→ **WHAT THE TASK REQUIRES**: Repeat, exactly and only, the lines from the one containing "tarp with a point." to the last line, inclusive; do not repeat the pictures.

→ **EXTRACTED DATA**:
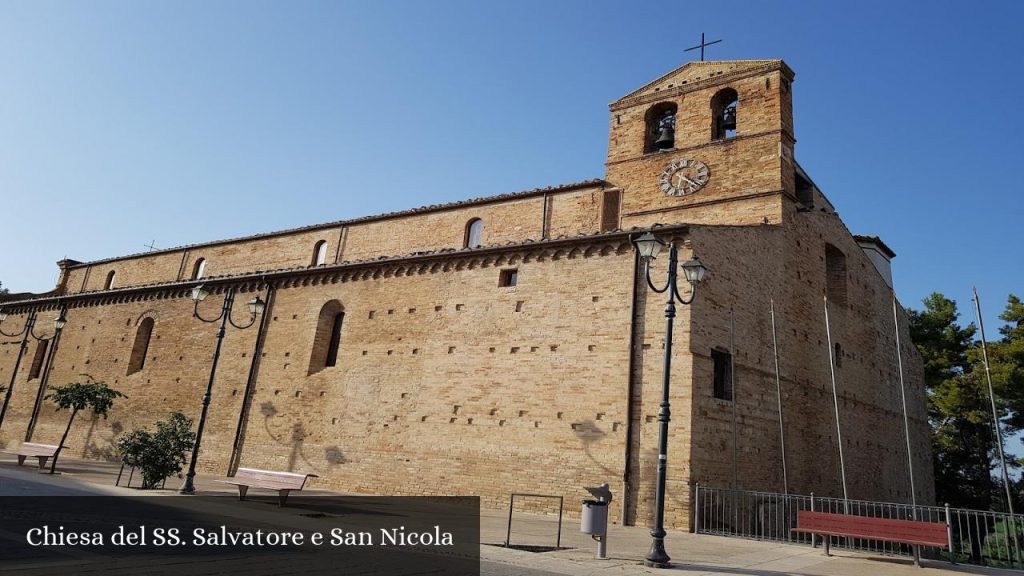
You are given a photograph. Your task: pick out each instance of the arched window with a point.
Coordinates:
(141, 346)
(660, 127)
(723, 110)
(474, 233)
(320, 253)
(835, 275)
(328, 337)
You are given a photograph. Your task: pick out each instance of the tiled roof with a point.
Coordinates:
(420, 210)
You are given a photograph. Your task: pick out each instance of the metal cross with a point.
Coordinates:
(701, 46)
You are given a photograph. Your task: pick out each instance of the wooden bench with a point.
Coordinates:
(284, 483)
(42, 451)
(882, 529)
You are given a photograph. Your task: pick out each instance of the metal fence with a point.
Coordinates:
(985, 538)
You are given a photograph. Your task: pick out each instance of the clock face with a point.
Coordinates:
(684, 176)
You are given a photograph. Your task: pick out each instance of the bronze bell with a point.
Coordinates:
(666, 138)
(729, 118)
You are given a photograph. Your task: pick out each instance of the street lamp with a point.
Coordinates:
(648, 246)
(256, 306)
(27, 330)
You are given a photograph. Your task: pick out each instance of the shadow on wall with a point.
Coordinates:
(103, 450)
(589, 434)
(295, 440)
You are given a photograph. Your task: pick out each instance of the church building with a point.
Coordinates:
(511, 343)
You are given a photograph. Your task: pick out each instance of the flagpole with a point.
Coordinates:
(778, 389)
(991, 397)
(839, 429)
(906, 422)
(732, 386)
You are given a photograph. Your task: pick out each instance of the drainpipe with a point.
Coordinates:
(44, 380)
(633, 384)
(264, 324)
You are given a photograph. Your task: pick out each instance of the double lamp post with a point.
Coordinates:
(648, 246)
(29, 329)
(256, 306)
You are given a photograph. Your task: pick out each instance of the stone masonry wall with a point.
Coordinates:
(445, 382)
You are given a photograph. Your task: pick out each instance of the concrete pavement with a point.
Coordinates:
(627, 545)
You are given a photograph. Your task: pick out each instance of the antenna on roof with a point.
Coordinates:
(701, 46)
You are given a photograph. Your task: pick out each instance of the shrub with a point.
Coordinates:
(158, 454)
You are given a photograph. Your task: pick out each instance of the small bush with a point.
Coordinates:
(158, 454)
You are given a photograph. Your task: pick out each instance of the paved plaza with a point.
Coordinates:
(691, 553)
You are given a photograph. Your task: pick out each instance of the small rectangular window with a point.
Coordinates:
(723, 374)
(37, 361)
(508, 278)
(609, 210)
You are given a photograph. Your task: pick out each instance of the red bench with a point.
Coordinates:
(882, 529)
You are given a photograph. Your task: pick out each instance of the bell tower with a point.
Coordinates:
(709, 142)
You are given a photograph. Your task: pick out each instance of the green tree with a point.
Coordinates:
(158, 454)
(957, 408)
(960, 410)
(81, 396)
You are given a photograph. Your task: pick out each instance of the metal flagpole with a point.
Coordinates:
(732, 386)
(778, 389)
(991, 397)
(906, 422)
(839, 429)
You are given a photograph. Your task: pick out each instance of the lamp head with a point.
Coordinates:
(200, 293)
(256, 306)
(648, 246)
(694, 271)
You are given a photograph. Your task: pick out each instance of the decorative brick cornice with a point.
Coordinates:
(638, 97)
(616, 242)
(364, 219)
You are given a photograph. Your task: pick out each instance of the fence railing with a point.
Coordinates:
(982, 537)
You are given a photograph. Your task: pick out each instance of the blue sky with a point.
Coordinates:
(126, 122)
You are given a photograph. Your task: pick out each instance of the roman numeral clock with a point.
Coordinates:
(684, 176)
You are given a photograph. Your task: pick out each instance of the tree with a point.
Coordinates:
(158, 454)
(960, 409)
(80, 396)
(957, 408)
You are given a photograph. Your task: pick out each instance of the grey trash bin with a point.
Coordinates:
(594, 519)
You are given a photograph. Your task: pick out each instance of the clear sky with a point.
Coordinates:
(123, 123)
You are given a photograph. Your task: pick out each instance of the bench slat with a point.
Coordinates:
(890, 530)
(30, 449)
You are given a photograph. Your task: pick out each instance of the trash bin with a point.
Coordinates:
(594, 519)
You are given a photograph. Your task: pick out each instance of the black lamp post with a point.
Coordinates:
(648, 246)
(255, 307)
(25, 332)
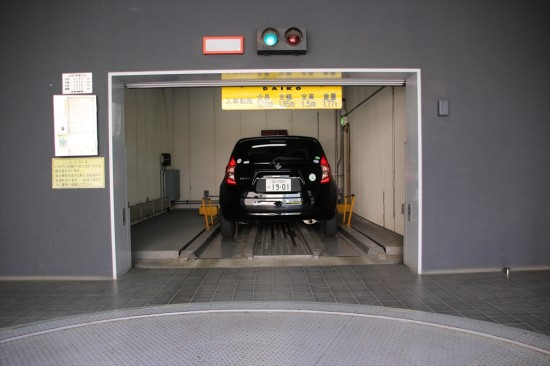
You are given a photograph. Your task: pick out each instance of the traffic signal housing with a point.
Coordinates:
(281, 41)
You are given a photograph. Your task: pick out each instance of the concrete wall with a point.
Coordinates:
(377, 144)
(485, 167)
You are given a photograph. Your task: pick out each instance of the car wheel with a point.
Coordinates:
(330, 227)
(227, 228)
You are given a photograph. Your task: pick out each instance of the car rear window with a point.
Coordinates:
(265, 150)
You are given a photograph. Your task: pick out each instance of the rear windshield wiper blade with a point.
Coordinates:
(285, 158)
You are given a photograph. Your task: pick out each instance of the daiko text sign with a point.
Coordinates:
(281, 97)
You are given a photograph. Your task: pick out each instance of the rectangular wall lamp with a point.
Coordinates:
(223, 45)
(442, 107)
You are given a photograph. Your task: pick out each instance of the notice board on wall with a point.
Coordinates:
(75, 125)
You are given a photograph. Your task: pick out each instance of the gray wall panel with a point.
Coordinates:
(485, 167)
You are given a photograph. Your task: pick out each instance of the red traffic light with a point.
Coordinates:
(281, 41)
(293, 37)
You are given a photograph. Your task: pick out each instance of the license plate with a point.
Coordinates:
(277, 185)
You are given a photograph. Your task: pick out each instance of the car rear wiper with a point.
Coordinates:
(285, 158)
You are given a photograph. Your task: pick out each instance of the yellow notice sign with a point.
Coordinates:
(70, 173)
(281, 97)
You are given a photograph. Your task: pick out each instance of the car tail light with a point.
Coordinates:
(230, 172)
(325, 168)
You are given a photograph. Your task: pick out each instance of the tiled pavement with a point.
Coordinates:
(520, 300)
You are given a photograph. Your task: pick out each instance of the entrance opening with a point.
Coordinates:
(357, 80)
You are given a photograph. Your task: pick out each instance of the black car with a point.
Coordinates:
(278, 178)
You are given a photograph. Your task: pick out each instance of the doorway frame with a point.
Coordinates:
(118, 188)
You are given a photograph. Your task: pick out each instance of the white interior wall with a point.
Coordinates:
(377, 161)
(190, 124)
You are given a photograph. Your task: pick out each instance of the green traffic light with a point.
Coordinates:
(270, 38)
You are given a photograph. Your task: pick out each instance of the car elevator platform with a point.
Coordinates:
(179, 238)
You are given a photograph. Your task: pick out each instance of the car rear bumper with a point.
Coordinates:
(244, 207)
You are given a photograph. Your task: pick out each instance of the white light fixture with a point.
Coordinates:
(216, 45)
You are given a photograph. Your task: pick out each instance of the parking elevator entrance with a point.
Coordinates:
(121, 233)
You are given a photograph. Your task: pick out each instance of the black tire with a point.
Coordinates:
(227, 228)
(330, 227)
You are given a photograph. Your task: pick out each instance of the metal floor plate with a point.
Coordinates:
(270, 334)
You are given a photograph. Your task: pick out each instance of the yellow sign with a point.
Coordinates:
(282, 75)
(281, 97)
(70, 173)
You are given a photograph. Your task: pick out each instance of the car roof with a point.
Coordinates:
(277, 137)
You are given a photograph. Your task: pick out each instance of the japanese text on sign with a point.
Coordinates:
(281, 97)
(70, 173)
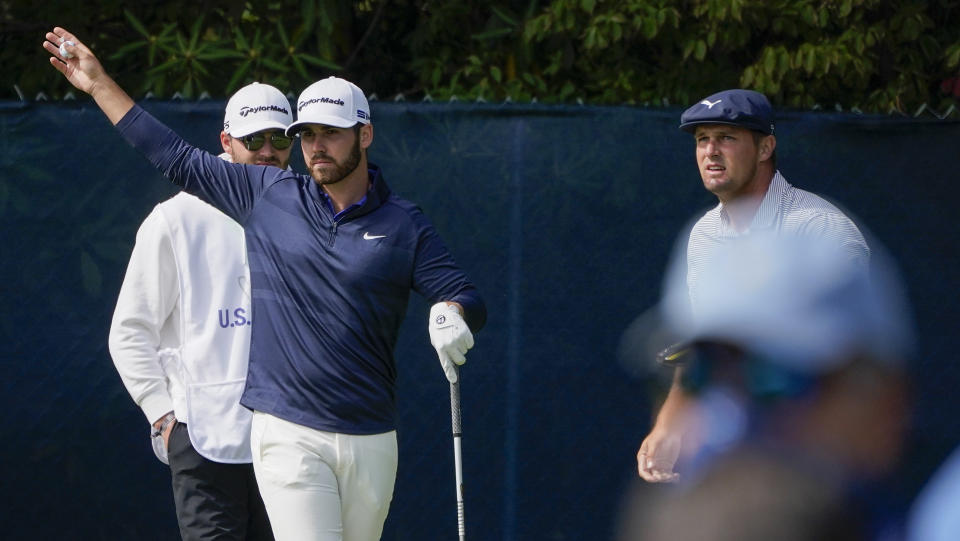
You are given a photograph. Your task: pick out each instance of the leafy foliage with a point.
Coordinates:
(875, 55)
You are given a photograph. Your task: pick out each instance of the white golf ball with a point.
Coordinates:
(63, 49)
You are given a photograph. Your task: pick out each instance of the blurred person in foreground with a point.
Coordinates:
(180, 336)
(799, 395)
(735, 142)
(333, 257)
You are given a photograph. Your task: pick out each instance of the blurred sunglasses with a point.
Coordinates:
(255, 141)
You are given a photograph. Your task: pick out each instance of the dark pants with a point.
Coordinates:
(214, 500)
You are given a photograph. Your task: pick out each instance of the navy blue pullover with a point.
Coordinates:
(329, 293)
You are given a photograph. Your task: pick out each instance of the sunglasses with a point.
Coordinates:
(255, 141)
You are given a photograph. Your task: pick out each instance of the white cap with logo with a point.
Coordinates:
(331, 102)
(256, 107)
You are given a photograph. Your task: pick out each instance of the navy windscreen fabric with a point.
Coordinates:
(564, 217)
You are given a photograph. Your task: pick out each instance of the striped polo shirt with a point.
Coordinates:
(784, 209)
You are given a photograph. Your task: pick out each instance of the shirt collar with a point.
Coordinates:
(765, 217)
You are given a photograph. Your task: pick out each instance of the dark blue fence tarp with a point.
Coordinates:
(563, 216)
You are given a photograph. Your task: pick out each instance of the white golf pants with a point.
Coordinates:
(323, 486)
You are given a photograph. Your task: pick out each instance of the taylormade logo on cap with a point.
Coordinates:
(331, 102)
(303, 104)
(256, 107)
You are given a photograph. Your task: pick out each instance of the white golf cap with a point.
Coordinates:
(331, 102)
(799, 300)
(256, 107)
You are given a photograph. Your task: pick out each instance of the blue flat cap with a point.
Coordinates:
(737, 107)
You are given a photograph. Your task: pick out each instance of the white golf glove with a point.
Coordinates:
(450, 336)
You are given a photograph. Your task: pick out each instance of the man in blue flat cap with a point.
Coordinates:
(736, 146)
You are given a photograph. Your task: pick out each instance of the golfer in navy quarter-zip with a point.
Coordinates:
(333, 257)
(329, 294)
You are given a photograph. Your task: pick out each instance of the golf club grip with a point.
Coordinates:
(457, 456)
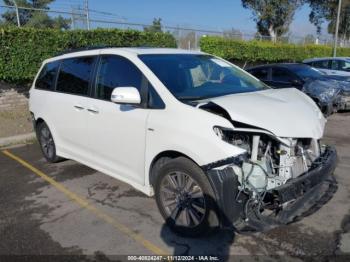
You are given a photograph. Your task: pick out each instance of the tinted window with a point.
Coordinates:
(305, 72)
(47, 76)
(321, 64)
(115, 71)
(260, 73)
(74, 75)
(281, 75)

→ **THE OUTPUT**:
You are given a photograph. Your task: pick out each instance of the dark blue fence tarp with a point.
Coordinates:
(563, 216)
You are given a photograph. Your task: pick out each instance of the white golf pants with a point.
Coordinates:
(323, 486)
You are given a photograph. Your task: pick out each instance of the taylormade logo on cap with a point.
Coordinates:
(331, 102)
(303, 104)
(256, 107)
You are given a photograph. Your task: pick out each instance of the white golf cap with a point.
Coordinates:
(331, 102)
(799, 300)
(256, 107)
You are given a photograph. Your task: pick out each instance of the blue flat cap with a point.
Coordinates:
(737, 107)
You are given a photograph. Your task: pick out each instance of the white golf glove with a point.
Coordinates:
(450, 336)
You are given a photograph. Your task: pick out each instance of the man in blue flat cap with a point.
Coordinates:
(736, 146)
You are given a photograph. Your task: pick out each instance of the golfer in navy quarter-zip with a point.
Coordinates:
(333, 257)
(329, 294)
You are given a photograph. Your task: pick out each instance of the golf club grip with a point.
Coordinates:
(457, 456)
You are given a photograph. Your task: pick out each instance of the tinted window with a point.
Coordinates:
(305, 72)
(47, 76)
(321, 64)
(115, 71)
(260, 73)
(74, 75)
(281, 75)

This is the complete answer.